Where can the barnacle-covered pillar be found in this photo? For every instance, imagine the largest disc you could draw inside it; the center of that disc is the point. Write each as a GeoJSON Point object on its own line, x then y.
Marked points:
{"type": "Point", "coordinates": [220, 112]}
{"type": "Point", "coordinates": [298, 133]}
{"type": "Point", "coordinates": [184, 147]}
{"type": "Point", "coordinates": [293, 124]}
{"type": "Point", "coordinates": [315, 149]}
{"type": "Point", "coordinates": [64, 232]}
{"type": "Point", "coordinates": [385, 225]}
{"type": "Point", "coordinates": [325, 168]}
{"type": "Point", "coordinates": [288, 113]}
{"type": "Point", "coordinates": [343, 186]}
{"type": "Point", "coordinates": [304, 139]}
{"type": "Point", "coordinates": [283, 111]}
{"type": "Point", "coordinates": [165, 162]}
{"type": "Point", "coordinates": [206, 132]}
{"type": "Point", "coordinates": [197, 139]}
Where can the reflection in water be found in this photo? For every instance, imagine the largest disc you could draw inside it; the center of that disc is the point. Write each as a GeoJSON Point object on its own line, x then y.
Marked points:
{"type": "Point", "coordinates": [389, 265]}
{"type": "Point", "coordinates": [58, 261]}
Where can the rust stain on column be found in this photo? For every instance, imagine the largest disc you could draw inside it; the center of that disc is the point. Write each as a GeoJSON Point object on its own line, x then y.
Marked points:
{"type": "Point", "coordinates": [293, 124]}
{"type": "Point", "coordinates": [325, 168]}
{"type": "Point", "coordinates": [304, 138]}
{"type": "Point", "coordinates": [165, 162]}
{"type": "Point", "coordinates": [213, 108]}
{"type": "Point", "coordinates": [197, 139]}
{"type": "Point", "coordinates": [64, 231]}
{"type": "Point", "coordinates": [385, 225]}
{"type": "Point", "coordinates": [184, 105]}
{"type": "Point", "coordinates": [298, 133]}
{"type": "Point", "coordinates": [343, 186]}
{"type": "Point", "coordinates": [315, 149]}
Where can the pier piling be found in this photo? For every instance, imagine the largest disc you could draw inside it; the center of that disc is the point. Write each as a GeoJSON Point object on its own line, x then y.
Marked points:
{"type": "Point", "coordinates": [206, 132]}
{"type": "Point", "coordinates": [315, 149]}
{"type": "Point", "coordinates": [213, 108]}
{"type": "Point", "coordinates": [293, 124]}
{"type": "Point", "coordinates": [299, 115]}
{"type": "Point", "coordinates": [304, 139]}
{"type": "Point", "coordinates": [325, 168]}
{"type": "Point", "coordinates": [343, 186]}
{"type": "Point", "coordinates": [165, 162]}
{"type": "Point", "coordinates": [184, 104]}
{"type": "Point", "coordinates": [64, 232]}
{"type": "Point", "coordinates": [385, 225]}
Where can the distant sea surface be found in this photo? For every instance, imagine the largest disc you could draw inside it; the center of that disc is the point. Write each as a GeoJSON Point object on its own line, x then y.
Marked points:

▶ [The problem]:
Down to the last line, repeat the data exactly.

▶ [Answer for this exercise]:
Where can the barnacle-covered pillar be found in this photo? For every instance, imagine the largest disc you could draw inside it; the center of that disc is the point. Write each as a GeoJSON Point object on its own line, x then y.
Marked points:
{"type": "Point", "coordinates": [220, 112]}
{"type": "Point", "coordinates": [298, 133]}
{"type": "Point", "coordinates": [184, 147]}
{"type": "Point", "coordinates": [293, 124]}
{"type": "Point", "coordinates": [315, 149]}
{"type": "Point", "coordinates": [64, 232]}
{"type": "Point", "coordinates": [385, 225]}
{"type": "Point", "coordinates": [325, 168]}
{"type": "Point", "coordinates": [288, 113]}
{"type": "Point", "coordinates": [343, 186]}
{"type": "Point", "coordinates": [304, 139]}
{"type": "Point", "coordinates": [283, 111]}
{"type": "Point", "coordinates": [165, 162]}
{"type": "Point", "coordinates": [206, 132]}
{"type": "Point", "coordinates": [197, 139]}
Where can the reflection in water be found in this photo? For every instance, imagine the largest disc you could draw inside it; the center of that disc is the point. Write each as a GeoJSON Point object on its own line, x then y.
Marked points:
{"type": "Point", "coordinates": [389, 265]}
{"type": "Point", "coordinates": [58, 261]}
Where can the rust stain on column be found in this photo? For every instance, imagine the largest disc you could draw inside it; the center of that disc is the point. Write each as a GeoJSON Point object on its own line, x then y.
Marked points:
{"type": "Point", "coordinates": [293, 124]}
{"type": "Point", "coordinates": [325, 168]}
{"type": "Point", "coordinates": [304, 138]}
{"type": "Point", "coordinates": [165, 162]}
{"type": "Point", "coordinates": [213, 108]}
{"type": "Point", "coordinates": [197, 139]}
{"type": "Point", "coordinates": [64, 231]}
{"type": "Point", "coordinates": [385, 225]}
{"type": "Point", "coordinates": [184, 105]}
{"type": "Point", "coordinates": [298, 133]}
{"type": "Point", "coordinates": [343, 186]}
{"type": "Point", "coordinates": [315, 149]}
Where can the pier piling be found in this photo? For every instance, imagine the largest disc you could draw inside it; the center of that disc is the point. Write each as a GeoJSON Point object on its own line, x then y.
Marked points:
{"type": "Point", "coordinates": [206, 132]}
{"type": "Point", "coordinates": [315, 149]}
{"type": "Point", "coordinates": [213, 108]}
{"type": "Point", "coordinates": [293, 124]}
{"type": "Point", "coordinates": [299, 115]}
{"type": "Point", "coordinates": [304, 139]}
{"type": "Point", "coordinates": [325, 168]}
{"type": "Point", "coordinates": [343, 186]}
{"type": "Point", "coordinates": [165, 162]}
{"type": "Point", "coordinates": [184, 104]}
{"type": "Point", "coordinates": [64, 232]}
{"type": "Point", "coordinates": [385, 225]}
Where can the distant sea surface be found in this photo? For every instance, imagine the largest disc you could draw inside it; the center of that disc is the point. Write each as a GeoJSON Point object on its own line, x then y.
Marked points:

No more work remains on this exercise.